__WORK TO COMPLETE__:
Reproduce verbatim everything from "Lil Nas X singles" down to "Fedi, and Ojivolta." in the passage about the song "Hotbox".

Single by Lil Nas X

from the album Dreamboy
- Released: March 14, 2025
- Genre: Pop rap; dance-pop; synth-funk;
- Length: 3:02 (single version); 3:19 (extended/video version);
- Label: Columbia
- Songwriters: Montero Hill; David Biral; Denzel Baptiste; Omer Fedi; Raul Cubina; Mark Williams;
- Producers: Take a Daytrip; Omer Fedi; Ojivolta;

Lil Nas X singles chronology
| "Light Again" (2024) | "Hotbox" (2025) | "Lean on My Body" (2025) |

= Hotbox (song) =

2025 single by Lil Nas X

"Hotbox" (stylised in all caps) is a song by American rapper Lil Nas X, released on March 14, 2025. It was released as the second single from his third extended play, Days Before Dreamboy, through Columbia Records. The song, a pop rap, dance-pop, and synth-funk record, was written by Nas X himself, alongside the song's producers, Take a Daytrip, Omer Fedi, and Ojivolta.

__GIVEN ENTRIES__:

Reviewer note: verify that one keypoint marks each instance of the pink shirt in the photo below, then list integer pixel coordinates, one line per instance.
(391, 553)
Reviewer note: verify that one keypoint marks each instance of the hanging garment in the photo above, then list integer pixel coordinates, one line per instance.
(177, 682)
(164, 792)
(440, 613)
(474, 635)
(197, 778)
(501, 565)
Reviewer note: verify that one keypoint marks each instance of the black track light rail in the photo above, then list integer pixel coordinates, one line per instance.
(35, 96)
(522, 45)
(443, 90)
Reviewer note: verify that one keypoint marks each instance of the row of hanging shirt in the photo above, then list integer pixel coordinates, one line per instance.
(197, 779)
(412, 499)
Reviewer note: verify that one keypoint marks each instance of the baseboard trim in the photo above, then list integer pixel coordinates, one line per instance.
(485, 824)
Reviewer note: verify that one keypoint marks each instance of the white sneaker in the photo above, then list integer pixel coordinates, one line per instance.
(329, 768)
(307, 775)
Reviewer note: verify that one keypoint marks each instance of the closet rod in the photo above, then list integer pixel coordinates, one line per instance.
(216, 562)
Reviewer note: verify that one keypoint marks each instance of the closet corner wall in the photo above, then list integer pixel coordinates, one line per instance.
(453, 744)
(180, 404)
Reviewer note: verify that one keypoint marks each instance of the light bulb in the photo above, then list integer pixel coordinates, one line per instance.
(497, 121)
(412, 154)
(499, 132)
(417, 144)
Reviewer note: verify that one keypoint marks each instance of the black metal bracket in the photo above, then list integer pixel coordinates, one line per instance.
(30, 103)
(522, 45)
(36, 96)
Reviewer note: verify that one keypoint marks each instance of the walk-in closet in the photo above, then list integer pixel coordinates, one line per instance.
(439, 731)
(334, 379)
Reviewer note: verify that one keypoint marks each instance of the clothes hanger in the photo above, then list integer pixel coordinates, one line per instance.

__EXERCISE ANSWER__:
Lil Nas X singles chronology
| "Light Again" (2024) | "Hotbox" (2025) | "Lean on My Body" (2025) |

= Hotbox (song) =

2025 single by Lil Nas X

"Hotbox" (stylised in all caps) is a song by American rapper Lil Nas X, released on March 14, 2025. It was released as the second single from his third extended play, Days Before Dreamboy, through Columbia Records. The song, a pop rap, dance-pop, and synth-funk record, was written by Nas X himself, alongside the song's producers, Take a Daytrip, Omer Fedi, and Ojivolta.